DOCUMENT SEGMENT:
=======
CHRIS HAYES: But part of the problem here is that when you really start to sink in conceptually to what we're facing and what the details are and what this means, like the meaning of it. That's the thing that I find so profound about the book and profound about the exercise of thinking about it, because it takes you to like sort of the deepest place of meaning, right? Like who are we in the universe? Honestly. Like what are we doing here? Who are we in the universe? Do we have the ability to essentially extinguish ourselves and so that in a million years this little thing that we ran here, this little universe, this little world that we had where we like had children and joy and I had a TV show and then I had podcast — I was f****** happy about because people liked the god damn podcast — that that will all just be this like imperceptible blip in the arc of time? It winked out forever? No one will ever hear from us again? Like, that's the thing that I start to think about.

And the problem is when you start to think about that and then you reach for like analogies, like the analogies don't work. Like cigarettes don't work. Like the whole point is the scale is bigger than anything. That's the point; that's the reason it's so hard.

So yes, I agree. Like, it's true about DDT and cigarettes. But I remember a philosophy teacher saying this to me about evolution when I was focusing on philosophy science. He said this thing about evolution. He said, "The reason evolution's really hard is that it actually upends our whole notion of what a cause is." That to understand evolution, you have to actually like rearrange parts in your mind about what cause means because the time scales are so crazy. And trying to get your head around the time scales we're talking about, how long we've been locked into a band of stable carbon climate and what it means to enter out of that, it's just really hard for the brain.

DAVID WALLACE-WELLS: Yeah we're now living entirely outside the window of temperatures that enclose all of human history. Right so...

CHRIS HAYES: Say that again, and slowly, because that is actually what I mean by it.

DAVID WALLACE-WELLS: Yeah. That temperatures were relatively stable for the entire evolution and history of humanity.

CHRIS HAYES: Human history. Humans evolved. We figured out fire. We got the wheel that Donald Trump likes to talk about. We got society. We had a little priestly caste. We figured out agriculture. We started hanging out around each other. We started trading little pieces of coins. We started making hieroglyphics. We wrote books. We created empires. We created sewage. We created the industrial revolution, and we made liberal democracy. We had world wars. All of that, the whole thing, the whole frickin' has happened in a band of... that we have left?

DAVID WALLACE-WELLS: 100 percent. We are outside of that range now.

DAVID WALLACE-WELLS: And climate deniers will often say, Oh, well the planet has been warmer than this before.
=======
SUPPLIED RECORDS:
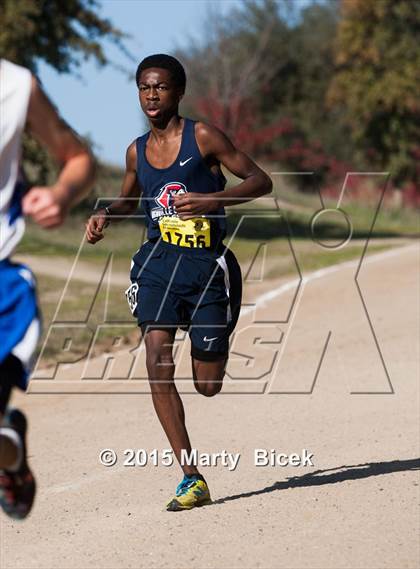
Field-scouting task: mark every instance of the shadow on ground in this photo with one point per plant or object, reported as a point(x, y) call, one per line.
point(331, 476)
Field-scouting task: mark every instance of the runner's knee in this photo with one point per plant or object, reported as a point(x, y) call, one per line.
point(159, 359)
point(208, 377)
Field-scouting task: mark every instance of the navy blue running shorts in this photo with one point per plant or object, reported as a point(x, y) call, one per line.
point(198, 290)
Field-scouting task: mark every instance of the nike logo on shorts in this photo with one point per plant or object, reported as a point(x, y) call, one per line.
=======
LIST OF TASKS:
**1)** Swap "time scales" for "time spans" in the climate conversation, starting with "So yes, I agree." and going on through "history. Right so...".
**2)** In the climate conversation, why did the philosophy teacher say evolution is really hard to understand?
The records have no connection to the climate conversation.

THE RESPONSES:
**1)**
So yes, I agree. Like, it's true about DDT and cigarettes. But I remember a philosophy teacher saying this to me about evolution when I was focusing on philosophy science. He said this thing about evolution. He said, "The reason evolution's really hard is that it actually upends our whole notion of what a cause is." That to understand evolution, you have to actually like rearrange parts in your mind about what cause means because the time spans are so crazy. And trying to get your head around the time spans we're talking about, how long we've been locked into a band of stable carbon climate and what it means to enter out of that, it's just really hard for the brain.

DAVID WALLACE-WELLS: Yeah we're now living entirely outside the window of temperatures that enclose all of human history. Right so...

**2)** He said evolution upends our whole notion of what a cause is. To understand it, you have to rearrange in your mind what cause means, because the time scales are so crazy.